Can you arrange the part of the material below that opens with the line containing "above for bed" and closes with the line containing "[50,52,81,154]" as a numbered list, both of those lines included and any blank lines left out?

============

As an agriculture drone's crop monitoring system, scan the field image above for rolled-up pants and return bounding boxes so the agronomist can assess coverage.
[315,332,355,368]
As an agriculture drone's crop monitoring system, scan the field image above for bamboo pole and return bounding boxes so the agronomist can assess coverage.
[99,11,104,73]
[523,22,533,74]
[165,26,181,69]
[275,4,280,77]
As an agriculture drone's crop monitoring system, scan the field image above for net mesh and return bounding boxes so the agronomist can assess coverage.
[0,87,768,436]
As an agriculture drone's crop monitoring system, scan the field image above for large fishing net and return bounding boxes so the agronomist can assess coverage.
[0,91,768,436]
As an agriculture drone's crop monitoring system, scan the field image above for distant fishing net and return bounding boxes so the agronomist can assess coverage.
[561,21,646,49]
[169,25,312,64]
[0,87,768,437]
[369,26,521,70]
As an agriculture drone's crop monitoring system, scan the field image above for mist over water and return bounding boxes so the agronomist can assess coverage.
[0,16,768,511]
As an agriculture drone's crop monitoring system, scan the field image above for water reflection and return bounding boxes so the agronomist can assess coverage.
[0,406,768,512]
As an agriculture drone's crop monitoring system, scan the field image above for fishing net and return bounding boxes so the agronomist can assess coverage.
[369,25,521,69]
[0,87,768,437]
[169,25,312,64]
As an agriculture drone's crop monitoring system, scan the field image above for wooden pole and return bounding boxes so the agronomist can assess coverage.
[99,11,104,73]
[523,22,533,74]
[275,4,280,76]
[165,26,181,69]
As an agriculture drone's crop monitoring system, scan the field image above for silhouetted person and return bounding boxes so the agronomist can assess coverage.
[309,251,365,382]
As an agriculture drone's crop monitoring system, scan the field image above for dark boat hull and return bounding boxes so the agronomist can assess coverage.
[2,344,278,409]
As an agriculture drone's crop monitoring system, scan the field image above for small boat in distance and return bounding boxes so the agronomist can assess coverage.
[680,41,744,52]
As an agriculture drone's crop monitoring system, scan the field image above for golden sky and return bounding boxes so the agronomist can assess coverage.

============

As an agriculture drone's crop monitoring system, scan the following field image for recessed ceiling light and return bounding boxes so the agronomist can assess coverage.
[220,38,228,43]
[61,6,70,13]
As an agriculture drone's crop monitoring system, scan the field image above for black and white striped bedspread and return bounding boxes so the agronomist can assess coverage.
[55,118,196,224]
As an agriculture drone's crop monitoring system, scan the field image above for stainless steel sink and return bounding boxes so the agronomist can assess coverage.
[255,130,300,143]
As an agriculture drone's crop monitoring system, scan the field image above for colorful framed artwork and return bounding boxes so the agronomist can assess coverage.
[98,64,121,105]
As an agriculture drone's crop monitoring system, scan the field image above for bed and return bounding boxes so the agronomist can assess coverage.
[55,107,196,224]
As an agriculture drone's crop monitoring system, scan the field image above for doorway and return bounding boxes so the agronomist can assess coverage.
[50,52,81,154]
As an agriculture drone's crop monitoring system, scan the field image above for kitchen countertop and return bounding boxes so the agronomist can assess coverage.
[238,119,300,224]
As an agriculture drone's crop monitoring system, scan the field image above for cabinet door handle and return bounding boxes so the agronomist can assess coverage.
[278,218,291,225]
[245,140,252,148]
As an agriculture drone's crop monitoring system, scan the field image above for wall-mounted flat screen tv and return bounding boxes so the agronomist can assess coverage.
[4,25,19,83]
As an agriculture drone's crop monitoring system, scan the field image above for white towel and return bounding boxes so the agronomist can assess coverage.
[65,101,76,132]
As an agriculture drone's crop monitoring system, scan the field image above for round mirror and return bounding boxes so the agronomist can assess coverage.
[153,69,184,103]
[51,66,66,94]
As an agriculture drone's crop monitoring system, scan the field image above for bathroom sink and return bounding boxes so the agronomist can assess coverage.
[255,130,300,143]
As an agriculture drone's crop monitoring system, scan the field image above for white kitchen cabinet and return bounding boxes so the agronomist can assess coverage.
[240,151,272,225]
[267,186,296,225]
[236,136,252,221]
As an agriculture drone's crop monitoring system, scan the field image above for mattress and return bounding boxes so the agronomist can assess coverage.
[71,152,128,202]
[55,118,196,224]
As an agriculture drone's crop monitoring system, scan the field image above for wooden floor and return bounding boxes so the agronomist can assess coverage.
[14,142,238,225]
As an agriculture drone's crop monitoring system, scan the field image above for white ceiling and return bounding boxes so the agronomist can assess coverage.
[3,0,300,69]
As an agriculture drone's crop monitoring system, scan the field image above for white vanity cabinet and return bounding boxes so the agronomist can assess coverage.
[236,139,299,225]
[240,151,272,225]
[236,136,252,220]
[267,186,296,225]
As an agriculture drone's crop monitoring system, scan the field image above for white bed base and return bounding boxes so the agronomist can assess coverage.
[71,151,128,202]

============

*Result*.
1. As an agriculture drone's crop monitoring system, scan the field image above for bed and return bounding boxes so the agronomist can assess coverage.
2. [55,107,196,224]
3. As an agriculture drone's crop monitoring system, scan the field image above for doorway and return bounding boxes so the agronomist can assess coverage.
4. [50,52,81,154]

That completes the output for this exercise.